> [What the task asks]
In the answer, each entry below appears exactly as given, and no picture appears at all.

> [Records provided]
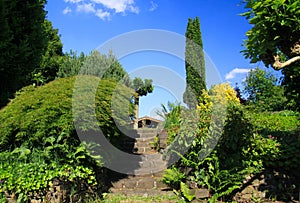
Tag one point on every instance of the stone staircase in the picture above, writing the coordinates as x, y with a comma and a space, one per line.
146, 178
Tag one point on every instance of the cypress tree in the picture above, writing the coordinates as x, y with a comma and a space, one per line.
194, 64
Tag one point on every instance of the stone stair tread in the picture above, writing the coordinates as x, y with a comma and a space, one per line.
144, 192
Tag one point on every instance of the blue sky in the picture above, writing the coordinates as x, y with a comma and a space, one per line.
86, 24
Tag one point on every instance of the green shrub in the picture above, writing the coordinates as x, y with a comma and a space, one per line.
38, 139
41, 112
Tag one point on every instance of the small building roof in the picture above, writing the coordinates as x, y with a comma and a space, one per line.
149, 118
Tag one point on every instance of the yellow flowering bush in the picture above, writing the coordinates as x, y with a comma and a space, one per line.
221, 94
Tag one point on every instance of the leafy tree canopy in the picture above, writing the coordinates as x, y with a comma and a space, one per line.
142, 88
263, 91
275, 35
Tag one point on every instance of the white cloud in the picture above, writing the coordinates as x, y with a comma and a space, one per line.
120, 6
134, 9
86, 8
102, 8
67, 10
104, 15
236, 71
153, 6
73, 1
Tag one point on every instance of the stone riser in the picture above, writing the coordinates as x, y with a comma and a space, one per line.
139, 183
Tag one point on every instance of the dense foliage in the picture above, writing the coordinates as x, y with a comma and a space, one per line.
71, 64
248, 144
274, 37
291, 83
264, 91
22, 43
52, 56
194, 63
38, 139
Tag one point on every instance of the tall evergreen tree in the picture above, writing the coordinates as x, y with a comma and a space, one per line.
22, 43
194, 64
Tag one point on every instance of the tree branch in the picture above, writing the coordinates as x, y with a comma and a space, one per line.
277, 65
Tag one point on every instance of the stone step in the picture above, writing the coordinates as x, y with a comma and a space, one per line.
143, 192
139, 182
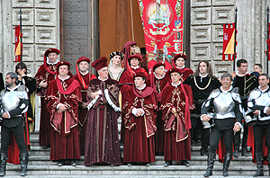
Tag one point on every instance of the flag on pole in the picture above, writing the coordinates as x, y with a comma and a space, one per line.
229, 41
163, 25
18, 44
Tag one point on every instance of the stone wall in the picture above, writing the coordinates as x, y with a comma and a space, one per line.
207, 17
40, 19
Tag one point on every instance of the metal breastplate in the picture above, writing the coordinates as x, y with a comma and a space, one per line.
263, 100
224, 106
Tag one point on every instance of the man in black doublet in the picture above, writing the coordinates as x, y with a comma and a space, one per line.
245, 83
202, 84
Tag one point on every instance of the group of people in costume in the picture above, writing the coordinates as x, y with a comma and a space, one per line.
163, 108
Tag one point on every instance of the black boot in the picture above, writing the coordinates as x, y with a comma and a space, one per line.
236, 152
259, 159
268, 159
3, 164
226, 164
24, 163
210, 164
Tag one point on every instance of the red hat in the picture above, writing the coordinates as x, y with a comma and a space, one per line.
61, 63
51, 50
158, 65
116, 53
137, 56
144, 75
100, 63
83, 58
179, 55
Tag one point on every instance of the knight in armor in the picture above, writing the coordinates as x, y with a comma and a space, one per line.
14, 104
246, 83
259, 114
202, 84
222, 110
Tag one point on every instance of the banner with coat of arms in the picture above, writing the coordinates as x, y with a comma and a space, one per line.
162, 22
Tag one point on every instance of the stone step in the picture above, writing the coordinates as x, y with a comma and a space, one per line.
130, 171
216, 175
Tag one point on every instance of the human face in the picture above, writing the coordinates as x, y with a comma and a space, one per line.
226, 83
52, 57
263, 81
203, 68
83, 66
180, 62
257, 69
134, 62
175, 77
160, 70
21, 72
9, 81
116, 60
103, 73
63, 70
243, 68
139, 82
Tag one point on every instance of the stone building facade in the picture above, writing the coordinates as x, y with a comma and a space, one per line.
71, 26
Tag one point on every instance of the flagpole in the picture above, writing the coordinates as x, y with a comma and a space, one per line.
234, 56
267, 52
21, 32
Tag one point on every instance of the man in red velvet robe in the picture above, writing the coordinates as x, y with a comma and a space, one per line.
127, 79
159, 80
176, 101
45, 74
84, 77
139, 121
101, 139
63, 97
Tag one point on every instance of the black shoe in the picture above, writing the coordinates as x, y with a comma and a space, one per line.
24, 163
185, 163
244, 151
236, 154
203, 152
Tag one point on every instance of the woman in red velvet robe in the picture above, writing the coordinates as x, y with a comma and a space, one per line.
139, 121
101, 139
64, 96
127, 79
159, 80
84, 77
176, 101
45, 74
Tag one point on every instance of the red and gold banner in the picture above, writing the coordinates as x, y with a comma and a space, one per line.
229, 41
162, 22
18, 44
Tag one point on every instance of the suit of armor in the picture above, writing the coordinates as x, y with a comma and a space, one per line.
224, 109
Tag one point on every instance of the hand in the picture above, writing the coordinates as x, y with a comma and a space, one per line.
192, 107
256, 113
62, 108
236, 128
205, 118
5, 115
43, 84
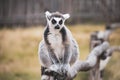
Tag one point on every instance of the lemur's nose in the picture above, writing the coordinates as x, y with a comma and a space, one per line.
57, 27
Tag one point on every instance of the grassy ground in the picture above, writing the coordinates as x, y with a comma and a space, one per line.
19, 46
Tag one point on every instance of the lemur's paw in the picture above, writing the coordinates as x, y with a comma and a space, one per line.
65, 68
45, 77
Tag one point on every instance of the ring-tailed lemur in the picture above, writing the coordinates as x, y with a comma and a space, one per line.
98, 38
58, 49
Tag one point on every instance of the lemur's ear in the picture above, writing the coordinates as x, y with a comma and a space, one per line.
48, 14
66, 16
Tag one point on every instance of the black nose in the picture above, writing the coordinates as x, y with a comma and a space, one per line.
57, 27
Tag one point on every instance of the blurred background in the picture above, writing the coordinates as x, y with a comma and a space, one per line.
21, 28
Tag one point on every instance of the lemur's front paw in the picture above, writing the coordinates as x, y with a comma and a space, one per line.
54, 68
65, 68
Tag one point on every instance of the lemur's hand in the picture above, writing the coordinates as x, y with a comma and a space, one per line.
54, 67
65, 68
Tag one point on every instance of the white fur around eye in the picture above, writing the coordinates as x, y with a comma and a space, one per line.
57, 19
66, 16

> [Written answer]
Tag one point on every instance of the stone staircase in the picture above, writing the coordinates as x, y with a comma and a space, one per line.
146, 178
Tag one point on every instance of the cypress tree in the picture above, writing the coordinates as x, y with a comma and a space, one per line.
194, 64
Tag one point on every instance of the stone stair tread in the picture above, writing the coordinates as x, y with a comma and a space, one per line.
144, 192
Tag one point on every instance of the blue sky in the picture above, writing the coordinates as x, y with a comma and a space, one per line.
86, 24
Tag one point on every instance of the green shrub in the picture above, writing the coordinates as x, y with a comma and a space, one per line.
38, 139
41, 112
Tag one point on every instance of the small building roof in the picture above, writing the coordinates as x, y with a comma and a space, one per line.
149, 118
Tag one point on every instance of the yellow flowering bush in the picture above, writing the coordinates as x, y with a comma and a space, one per line.
221, 94
Tag one point on every instance of the leafy tree canopy in the picture above, writing the coordinates as x, y with a comma and a space, one per line.
142, 88
263, 91
275, 35
Tag one point on every instance of the white cloud in the picture above, writing the coordinates as x, y with a comma and a space, one per line.
120, 6
134, 9
86, 8
102, 8
67, 10
104, 15
236, 71
153, 6
73, 1
Tag one point on every instance of the stone riser in the picture above, writing the coordinates as x, y with a comma and a space, one per line.
139, 183
Tag one point on every instance of the dense foliage in the picture above, writing the coordinates as x, y with a comma and a space, one per line.
71, 64
248, 144
274, 37
291, 83
264, 91
22, 43
52, 56
194, 63
38, 139
Tag one point on every instance of the tall evergreen tree in the picture above, writing the coordinates as x, y with a comma and a space, one per line.
22, 43
194, 64
Tag one point on every instance of the tree branch in the picture above, writing the coordinates as x, y with a comma and a space, one per line.
277, 65
Tag one point on every instance of the stone step in the picture above, writing the coordinates as x, y with a comma and a space, one per line.
143, 192
139, 182
Tag one point on every instance of the flag on pole in the picture above, writing the coordinates as x, y with a comma and a space, one per line.
229, 41
163, 25
18, 44
Tag one point on every instance of the stone wall in the picture above, writing the coordinates as x, y with a comma and a space, one per line.
207, 17
40, 19
Tag one point on every instance of the metal breastplate in the picture above, writing the coordinates as x, y with a comma and a space, one per line.
263, 100
224, 106
Tag one point on every instance of the man in black doublet in the picture above, writing the coordinates as x, y with a comma and a space, one per line.
245, 83
202, 84
Tag one point on every instance of the group of people in costume in the picture above, writing the coordinates as x, y with a comma and a space, one per line.
163, 108
Tag one point on every instance of the black boot in the picture above, writing the coordinates as x, y with a comma and a space, one per line.
236, 152
259, 159
268, 159
3, 164
226, 164
24, 163
210, 164
Tag one point on every instance of the red hat in the picture above, writing the coordinates as x, y with a comma and a space, one per line.
61, 63
51, 50
158, 65
116, 53
137, 56
144, 75
100, 63
83, 58
179, 55
Tag one point on every instance of the knight in armor in the picture above, writing the coordinates as x, y with a comma and a space, one per line.
14, 104
246, 83
259, 114
202, 84
222, 110
Tag one point on every instance of the banner with coat of arms in the picture above, writing the coordinates as x, y with a comma and a space, one per line.
162, 22
Tag one point on every instance of the stone step in the picture above, writing the coordinates as x, y with a comma and a space, one per line.
130, 171
216, 175
Tag one point on every instance of the human face in the picture above, writing the coordinates as x, y with a comma and a space, one per line.
226, 83
52, 57
263, 81
203, 68
83, 66
180, 62
257, 69
134, 62
175, 77
160, 70
21, 72
9, 81
116, 60
103, 73
63, 70
243, 68
139, 82
Tag one point on every instance of the stone building facade in the picture above, writing the coordinates as x, y with a comma and a space, one per line.
71, 26
Tag one point on every instance of the flagpole in the picture above, writing the coordinates as x, y with a comma and a space, one per line.
234, 56
267, 52
21, 32
Tag one point on every instance of the man in red velvet robe in the picture above, writing the coordinates as x, y with a comma and a space, one per line.
127, 79
159, 80
176, 101
45, 74
84, 77
139, 121
101, 139
63, 97
Tag one point on every instance of the black shoe in the picture above, writing the coordinates as x, y with a comma and a space, one per line.
24, 163
185, 163
244, 151
236, 154
203, 152
Tag one point on every instance of the woman in red velvet robe in the picture above, writing the coordinates as x, y with a comma and a space, one per line.
139, 121
101, 139
64, 96
127, 79
159, 80
84, 77
176, 101
45, 74
Tag one point on every instance of the red and gold banner in the picture above, writing the coordinates as x, y with a comma and a space, one per line.
229, 41
162, 22
18, 44
Tag one point on every instance of the suit of armor in the picture above, writing the coordinates as x, y with a comma and a space, one per line.
224, 109
Tag one point on every instance of the hand in the picture above, writing the coordinates as x, y with a comma and a space, one per line.
192, 107
256, 113
62, 108
236, 128
205, 118
5, 115
43, 84
Tag one point on every instance of the lemur's nose in the picture above, writing the coordinates as x, y with a comma and a space, one per line.
57, 27
Tag one point on every instance of the grassy ground in the picture above, writing the coordinates as x, y with a comma and a space, one per line.
19, 46
Tag one point on every instance of the lemur's paw in the picture above, writing the coordinates as x, y with a comma and a space, one per line.
65, 68
45, 77
Tag one point on every instance of the ring-tailed lemur in the picture above, writing the coordinates as x, y with a comma and a space, one per line.
98, 38
58, 49
Tag one point on every instance of the lemur's ear in the picture above, writing the coordinates as x, y with a comma and a space, one per line.
48, 14
66, 16
Tag one point on every instance of the black nose in the picture above, writing the coordinates as x, y with a comma and a space, one per line.
57, 27
Tag one point on every instance of the blurred background in the picture above, writing the coordinates as x, y with a comma and a space, one per line.
21, 28
Tag one point on every instance of the lemur's front paw in the picture above, writing the coordinates as x, y with a comma and a space, one per line.
54, 68
65, 68
Tag one point on every instance of the lemur's hand in the picture above, writing the coordinates as x, y with a comma and a space, one per line.
54, 67
65, 68
Tag one point on every instance of the white fur around eye in the picture above, writing the coordinates as x, y with a comma and a space, one per line.
57, 19
66, 16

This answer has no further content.